Metin Alıntısı:
Zincirleri kırmak istediğin gibi yaşamak zor. Anne-Baba bildiğini oku bildiği gibi olmasını ister. Sen zincirlerini kırmak istersin, onların kalplerinin kırılmasından rahatsız olursun. Anne-Baba için zincirli yaşamak.
herhalde tanımadığım birine bile merhaba diyebilmeyi ya da iyi dileklerimi sunabilmeyi kendi kişiliğimin bir parçası olarak ekledim yıllar önce.. ve de benliğime bu derece kuvvetli yapışan bir özelliği çıkarmaya hiç niyetim yok..
tunç; teşekkürler sana. tanımadıklarına elini uzatabilme cesaretini gösterdiğin için, basit bir şeymiş gibi bakılan bir “merhaba” kelimesini kimseden sakınmadığın için..
sana yüzlerce kez, binlerce kez merhaba….
Tunç.
İyi ki varsın ve iyi ki seni “bir şekilde” tanımışım.
tşkler tunç…
ayrıca bir üst yazıdaki cümleye de bir açılım yapsak
sizi gerçek yapan ne ?
tunç, iyi ki varsın!
duyarlılık, incelik ve duygusal zeka ile yaklaşılacak birçok örnek vermişsin:-) tşkler!
hiç kimseyi tanımadığınız uzak yeni bir yere giderseniz veya doğduğunuz ama genç yaşta ayrıldığınız yere seneler sonra geri dönerseniz, sosyal olarak ayakta kalma iç güdüsü çabaları hayatıniza her gün yeni bir insanı kazandırıyor.
her merhaba dediğim kişiden yeni bir şey ögrendim; şaşırdım, mütavazileştim, güldüm, hayran kaldım, ilham aldım, üzüldüm, kendimi çaresiz hissettim…
evet, karşımızdaki kişiye tam ilgi vererek, gözünün içine bakarak, heyecanla dinleyerek, yeniliklere ve yenilere açık olarak, az bencil olarak, anını yaşayarak gerçek oluyor hayat; “gerçek ol” demişler; katılıyorum. seni de gerçek yapan delilikse – neden olmasın!
Aynı binada oturup aynı asansörü kullandığı halde, günaydın dediğin için neden şaşırsın. Her gün bindiğin otobüs şoförüne bir kere günaydın, kolay gelsin demiyorsun? Ya da sokakları süpüren işçiye geçerken kolay gelsin demiyorsun.

Veri Kayıtları:
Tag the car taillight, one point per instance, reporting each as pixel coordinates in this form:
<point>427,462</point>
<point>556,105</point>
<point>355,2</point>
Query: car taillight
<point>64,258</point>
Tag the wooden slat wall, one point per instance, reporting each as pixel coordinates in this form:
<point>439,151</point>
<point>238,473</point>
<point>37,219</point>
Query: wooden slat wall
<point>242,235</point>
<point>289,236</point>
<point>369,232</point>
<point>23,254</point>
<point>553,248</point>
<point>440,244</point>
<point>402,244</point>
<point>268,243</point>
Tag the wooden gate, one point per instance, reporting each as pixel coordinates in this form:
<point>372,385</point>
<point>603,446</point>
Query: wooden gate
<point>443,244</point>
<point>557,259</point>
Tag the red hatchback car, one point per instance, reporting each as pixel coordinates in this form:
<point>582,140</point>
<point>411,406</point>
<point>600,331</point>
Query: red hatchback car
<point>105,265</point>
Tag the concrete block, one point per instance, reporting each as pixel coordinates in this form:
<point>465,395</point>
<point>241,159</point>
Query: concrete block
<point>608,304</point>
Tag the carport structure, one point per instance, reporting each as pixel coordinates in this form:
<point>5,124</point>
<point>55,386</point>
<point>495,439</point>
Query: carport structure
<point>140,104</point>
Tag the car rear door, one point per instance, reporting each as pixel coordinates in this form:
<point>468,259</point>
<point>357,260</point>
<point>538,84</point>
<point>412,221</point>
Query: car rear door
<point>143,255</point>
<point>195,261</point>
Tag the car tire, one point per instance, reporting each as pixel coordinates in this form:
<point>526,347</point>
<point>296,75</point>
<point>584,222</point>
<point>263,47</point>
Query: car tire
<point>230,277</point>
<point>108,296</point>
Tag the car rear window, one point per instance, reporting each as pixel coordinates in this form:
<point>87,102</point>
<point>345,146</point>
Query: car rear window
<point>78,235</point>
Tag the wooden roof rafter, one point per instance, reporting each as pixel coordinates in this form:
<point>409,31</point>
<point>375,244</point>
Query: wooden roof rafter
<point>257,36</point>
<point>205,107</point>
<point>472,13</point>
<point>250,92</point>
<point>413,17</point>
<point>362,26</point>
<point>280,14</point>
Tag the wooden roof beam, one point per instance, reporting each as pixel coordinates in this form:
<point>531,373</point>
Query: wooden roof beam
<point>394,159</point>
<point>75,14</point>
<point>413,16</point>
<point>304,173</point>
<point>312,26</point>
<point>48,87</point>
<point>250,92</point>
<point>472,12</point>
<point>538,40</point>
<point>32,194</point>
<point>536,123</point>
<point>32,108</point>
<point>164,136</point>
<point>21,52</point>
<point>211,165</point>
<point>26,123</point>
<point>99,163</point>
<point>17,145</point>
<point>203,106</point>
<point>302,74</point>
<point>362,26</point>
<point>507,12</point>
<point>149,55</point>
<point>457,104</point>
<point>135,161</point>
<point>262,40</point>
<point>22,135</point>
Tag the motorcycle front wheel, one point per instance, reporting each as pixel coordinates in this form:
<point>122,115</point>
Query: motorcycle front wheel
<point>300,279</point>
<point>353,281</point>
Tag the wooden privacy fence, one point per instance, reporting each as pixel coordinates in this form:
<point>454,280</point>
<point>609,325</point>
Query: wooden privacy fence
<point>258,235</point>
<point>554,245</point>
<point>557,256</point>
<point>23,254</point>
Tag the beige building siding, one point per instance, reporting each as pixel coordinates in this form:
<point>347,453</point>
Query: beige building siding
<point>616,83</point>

Yapılacak Görev A:
Selamlaşma üzerine yazılmış metnin "herhalde tanımadığım birine" sözleriyle başlayıp "hiç niyetim yok.." sözleriyle biten kısmını değiştirmeden yeniden yazın.
Yapılacak Görev B:
Tanımadığımız insanlara merhaba demeyi konu alan metni, son cümlesinden sonra gelecek biçimde devam ettirin.

Alıştırma Cevabı A:
herhalde tanımadığım birine bile merhaba diyebilmeyi ya da iyi dileklerimi sunabilmeyi kendi kişiliğimin bir parçası olarak ekledim yıllar önce.. ve de benliğime bu derece kuvvetli yapışan bir özelliği çıkarmaya hiç niyetim yok..

Alıştırma Cevabı B:
Eline sağlık üstad.
iki elim, bir kafam, bir de yuregim var, bu yaziya el atmak icin cok el, cok kafa, bir o kadar cokta yuzolcumu genis yurekler lazim…. ince saptamalarla islenmis satirlar karsisinda AH YUREGIM! OF KAFAM! demek geldi icimden…
Severim gozlerimi kapamayi, bir seyi tadarken, dusunurken, sezerken, sevisirken… Gozum boyanmasin, kafam karismasin diye kendi renklerimle hissetmek isterim… Zenginlik, cok seye sahip olmaktan degil, cok az seye ihtiyac duymaktan geciyor…
Kimi nerde nasil tanidigimi evet umursuyorum, gozlerinin icine bakip tanimaya, sezmeye inaniyorum… Insanlar kendi sectiklerini paylasiyor, gozlerinin icine bakabildigin kisinin kalbinin ritmini de yorumlayabiliyorsun, netde bu incelik yok.
Kimse bilmese de ciplak ayaklariyla yuruyen bir cocuk dolasir icimde, sokakta evde, iste.. Ille de gozukmesinin bir manasi yok.. Deli taraflarim, bir coklarina akillik geliyor, akilli tarafim ise delilik, insanlarin bunu nasil yorumladiklarina, veya baskalarinin deli ve akilliklarina ayiracak vaktim yok.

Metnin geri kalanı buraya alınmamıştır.